→ **Data lines**
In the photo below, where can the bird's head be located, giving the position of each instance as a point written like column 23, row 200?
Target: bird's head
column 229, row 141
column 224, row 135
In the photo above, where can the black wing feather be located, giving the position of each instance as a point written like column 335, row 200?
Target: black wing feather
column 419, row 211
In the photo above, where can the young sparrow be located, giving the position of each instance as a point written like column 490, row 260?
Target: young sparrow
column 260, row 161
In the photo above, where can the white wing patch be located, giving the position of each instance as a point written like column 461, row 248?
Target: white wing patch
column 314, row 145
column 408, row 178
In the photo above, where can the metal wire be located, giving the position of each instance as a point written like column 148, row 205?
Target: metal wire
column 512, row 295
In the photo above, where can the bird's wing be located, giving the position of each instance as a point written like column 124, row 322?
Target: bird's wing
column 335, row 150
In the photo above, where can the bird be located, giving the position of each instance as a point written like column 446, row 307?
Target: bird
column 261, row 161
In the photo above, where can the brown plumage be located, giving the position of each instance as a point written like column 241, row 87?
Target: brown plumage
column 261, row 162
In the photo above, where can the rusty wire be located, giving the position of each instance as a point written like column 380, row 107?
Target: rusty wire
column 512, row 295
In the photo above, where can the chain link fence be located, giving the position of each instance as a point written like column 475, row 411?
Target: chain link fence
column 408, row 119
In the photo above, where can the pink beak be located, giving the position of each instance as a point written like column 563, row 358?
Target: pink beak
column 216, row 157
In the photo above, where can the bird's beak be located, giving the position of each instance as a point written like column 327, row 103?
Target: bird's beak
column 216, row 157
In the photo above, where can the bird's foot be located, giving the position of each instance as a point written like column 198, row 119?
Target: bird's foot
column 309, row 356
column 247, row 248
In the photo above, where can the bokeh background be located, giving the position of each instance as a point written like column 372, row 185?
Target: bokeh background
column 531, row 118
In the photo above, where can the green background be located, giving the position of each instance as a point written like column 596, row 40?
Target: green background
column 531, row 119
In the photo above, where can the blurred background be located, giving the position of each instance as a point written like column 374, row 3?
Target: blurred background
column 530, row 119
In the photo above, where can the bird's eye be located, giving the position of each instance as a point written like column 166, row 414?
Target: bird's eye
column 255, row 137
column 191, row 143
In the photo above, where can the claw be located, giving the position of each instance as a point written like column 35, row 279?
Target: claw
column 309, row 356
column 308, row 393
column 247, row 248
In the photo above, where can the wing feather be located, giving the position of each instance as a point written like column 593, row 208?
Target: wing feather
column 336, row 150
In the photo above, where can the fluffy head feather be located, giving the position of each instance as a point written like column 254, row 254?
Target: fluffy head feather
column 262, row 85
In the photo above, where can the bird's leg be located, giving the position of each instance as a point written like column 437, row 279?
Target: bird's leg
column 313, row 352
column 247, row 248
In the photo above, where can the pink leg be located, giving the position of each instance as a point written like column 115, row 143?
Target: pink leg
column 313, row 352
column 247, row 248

→ **Exercise task**
Convert every line of the items above into a Markdown table with the columns "Row" and "Line text", numbering the rows in order and leaving out blank lines.

→ **Exercise output**
| Row | Line text |
|---|---|
| 1 | In the photo below, where can the bird's head be located, giving the position of each instance as a point written like column 23, row 200? |
| 2 | Target: bird's head |
| 3 | column 229, row 141 |
| 4 | column 224, row 135 |
| 5 | In the photo above, where can the black wing feather be located, giving the position of each instance as a point written like column 335, row 200? |
| 6 | Target: black wing feather |
| 7 | column 419, row 211 |
| 8 | In the photo above, where can the young sparrow be located, giving the position of each instance as a point written like column 490, row 260? |
| 9 | Target: young sparrow |
| 10 | column 260, row 161 |
| 11 | In the photo above, where can the white wing patch be located, giving the position of each instance as a point written like column 461, row 248? |
| 12 | Target: white wing patch |
| 13 | column 314, row 145 |
| 14 | column 408, row 178 |
| 15 | In the photo above, where can the metal wire be located, giving the position of each instance as a point written like column 148, row 205? |
| 16 | Target: metal wire |
| 17 | column 512, row 295 |
| 18 | In the photo above, where can the bird's wing be located, giving the position of each instance as a point written like column 124, row 322? |
| 19 | Target: bird's wing |
| 20 | column 335, row 150 |
| 21 | In the photo above, where can the bird be located, giving the position of each instance as a point written like column 446, row 307? |
| 22 | Target: bird |
| 23 | column 261, row 161 |
| 24 | In the photo above, where can the brown plumage be located, giving the position of each instance as a point written like column 241, row 87? |
| 25 | Target: brown plumage |
| 26 | column 261, row 162 |
| 27 | In the photo above, where can the rusty wire be located, giving the position of each instance as a point written like column 380, row 107? |
| 28 | Target: rusty wire |
| 29 | column 512, row 295 |
| 30 | In the photo above, where can the chain link fence be located, giving the position of each instance as a point written like column 475, row 411? |
| 31 | Target: chain link fence |
| 32 | column 408, row 119 |
| 33 | In the photo above, where can the pink beak be located, giving the position of each instance as a point written like column 563, row 358? |
| 34 | Target: pink beak |
| 35 | column 216, row 157 |
| 36 | In the photo above, where can the bird's beak be located, giving the position of each instance as a point written like column 327, row 103? |
| 37 | Target: bird's beak |
| 38 | column 216, row 157 |
| 39 | In the photo above, where can the bird's foot be located, giving the position of each instance as a point written like column 198, row 119? |
| 40 | Target: bird's foot |
| 41 | column 309, row 356 |
| 42 | column 247, row 248 |
| 43 | In the photo above, where can the bokeh background be located, giving the position of each instance as a point written like column 372, row 185? |
| 44 | Target: bokeh background |
| 45 | column 531, row 118 |
| 46 | In the photo above, where can the green background be located, giving the position of each instance as a point written like column 596, row 40? |
| 47 | Target: green background |
| 48 | column 531, row 119 |
| 49 | In the photo above, where can the blurred background be located, giving the position of each instance as a point written like column 374, row 3? |
| 50 | Target: blurred background |
| 51 | column 530, row 119 |
| 52 | In the photo above, where can the bird's eye be located, giving the position of each instance as a point written like column 166, row 414? |
| 53 | Target: bird's eye |
| 54 | column 255, row 137 |
| 55 | column 191, row 143 |
| 56 | In the photo above, where can the claw be located, giving the position of each instance as a point written like column 35, row 279? |
| 57 | Target: claw |
| 58 | column 309, row 356 |
| 59 | column 308, row 393 |
| 60 | column 247, row 248 |
| 61 | In the photo above, where can the wing feather be located, giving the position of each instance as a point written like column 593, row 208? |
| 62 | Target: wing feather |
| 63 | column 336, row 150 |
| 64 | In the photo above, where can the fluffy head feather be located, giving the position of each instance as a point written like column 254, row 254? |
| 65 | Target: fluffy head feather |
| 66 | column 262, row 85 |
| 67 | In the photo above, where can the bird's leg be located, giving the position of each instance as a point written like column 437, row 279? |
| 68 | Target: bird's leg |
| 69 | column 313, row 352 |
| 70 | column 247, row 248 |
| 71 | In the photo above, where can the pink leg be located, giving the position of each instance as a point written like column 115, row 143? |
| 72 | Target: pink leg |
| 73 | column 313, row 352 |
| 74 | column 247, row 248 |